> EXTRAIT DU DOCUMENT
Thérapie par lumière pulsée intense dans la dysfonction meibomienne : avis plutôt favorable de l’AAO, mais des études plus rigoureuses et une standardisation des procédures restent nécessaires

L’Académie Américaine d’Ophtalmologie (AAO) publie régulièrement des « évaluations des technologies ophtalmologiques » qui sont en fait en des revues de littérature exhaustives et critiques sur des nouvelles technologies diagnostiques ou thérapeutiques. Les études publiées sur le domaine d’intérêt y sont classées en 3 niveaux (niveau 1 : étude randomisée contrôlée en double insu, niveau 2 : études cas contrôle ou de cohorte solides, et niveau 3 : séries de cas, études cas contrôle ou de cohorte de moindre puissance). La dernière nouveauté passée à la « moulinette » de l’AAO est donc la thérapie par lumière pulsée intense, qui fait l’objet d’un rapport plutôt favorable dans le numéro de septembre d’Ophthalmology. Ce nouvel outil thérapeutique des dysfonctions des glandes de Meibomius (DGM) repose sur l’application de lumière polychromatique de longueur d'onde comprise entre 400 et 1 200 nanomètres et émise sous forme d'impulsions lumineuses. L’effet thérapeutique serait entre autres le résultat : i) d’une réduction des télangiectasies palpébrales (l’IPL est d’ailleurs utilisée depuis des années en dermatologie pour le traitement des lésions vasculaires cutanées), ii) d’une diminution de l’infestation par Demodex par destruction  de ces derniers, iii) d’une diminution des cytokines / chémokines pro-inflammatoires et des métalloprotéinases et iv) d’une augmentation des molécules anti-inflammatoires. Plusieurs séances de traitement sont nécessaires pour obtenir un effet thérapeutique (3 à 8 selon les études), séparées d’intervalles de 3 à 4 semaines. L’intensité de la lumière est réglée en fonction du phototype cutané, en raison du risque de brûlures.

> CONSIGNE
Indiquez si chacune des affirmations suivantes concorde avec l'extrait sur la lumière pulsée intense, en répondant oui ou non et en citant mot pour mot le passage qui tranche. (a) Les séances de traitement sont espacées de 3 à 4 semaines. (b) La lumière utilisée a une longueur d'onde comprise entre 200 et 800 nanomètres. (c) Le niveau 1 de classement des études correspond aux séries de cas.

> CONTENU EXTRAIT

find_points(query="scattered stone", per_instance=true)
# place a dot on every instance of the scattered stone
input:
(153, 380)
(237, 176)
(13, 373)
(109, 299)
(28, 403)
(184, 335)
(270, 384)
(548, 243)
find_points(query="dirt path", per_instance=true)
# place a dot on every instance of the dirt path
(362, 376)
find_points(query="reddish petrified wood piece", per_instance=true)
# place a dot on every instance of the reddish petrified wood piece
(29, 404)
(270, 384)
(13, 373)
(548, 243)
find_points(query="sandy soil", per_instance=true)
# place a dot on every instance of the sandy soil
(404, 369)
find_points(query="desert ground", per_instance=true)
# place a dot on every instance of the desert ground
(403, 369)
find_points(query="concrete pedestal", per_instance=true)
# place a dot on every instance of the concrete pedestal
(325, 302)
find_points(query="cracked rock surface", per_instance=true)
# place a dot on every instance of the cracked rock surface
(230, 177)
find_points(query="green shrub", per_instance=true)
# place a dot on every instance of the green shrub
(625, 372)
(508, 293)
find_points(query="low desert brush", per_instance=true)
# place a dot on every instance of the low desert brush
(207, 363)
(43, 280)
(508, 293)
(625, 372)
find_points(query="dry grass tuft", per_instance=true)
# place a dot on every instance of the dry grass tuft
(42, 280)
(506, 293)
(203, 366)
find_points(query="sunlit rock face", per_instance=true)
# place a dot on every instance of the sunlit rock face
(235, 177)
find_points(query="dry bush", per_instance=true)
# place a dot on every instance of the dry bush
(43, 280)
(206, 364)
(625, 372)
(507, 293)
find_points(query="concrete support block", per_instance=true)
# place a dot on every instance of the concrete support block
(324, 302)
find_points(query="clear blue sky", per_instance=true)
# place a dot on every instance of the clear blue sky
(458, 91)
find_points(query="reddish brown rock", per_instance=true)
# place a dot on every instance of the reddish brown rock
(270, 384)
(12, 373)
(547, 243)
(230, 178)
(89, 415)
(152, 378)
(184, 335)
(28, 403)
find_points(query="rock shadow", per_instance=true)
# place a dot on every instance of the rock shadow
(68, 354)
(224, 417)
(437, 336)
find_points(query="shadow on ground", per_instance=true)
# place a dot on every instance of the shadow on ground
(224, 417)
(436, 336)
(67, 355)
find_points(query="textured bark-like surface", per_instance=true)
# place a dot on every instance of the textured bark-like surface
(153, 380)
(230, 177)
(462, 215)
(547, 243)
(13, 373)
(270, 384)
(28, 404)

> RÉPONSE
(a) Oui : « séparées d’intervalles de 3 à 4 semaines ».
(b) Non : « de longueur d'onde comprise entre 400 et 1 200 nanomètres ».
(c) Non : « niveau 1 : étude randomisée contrôlée en double insu ».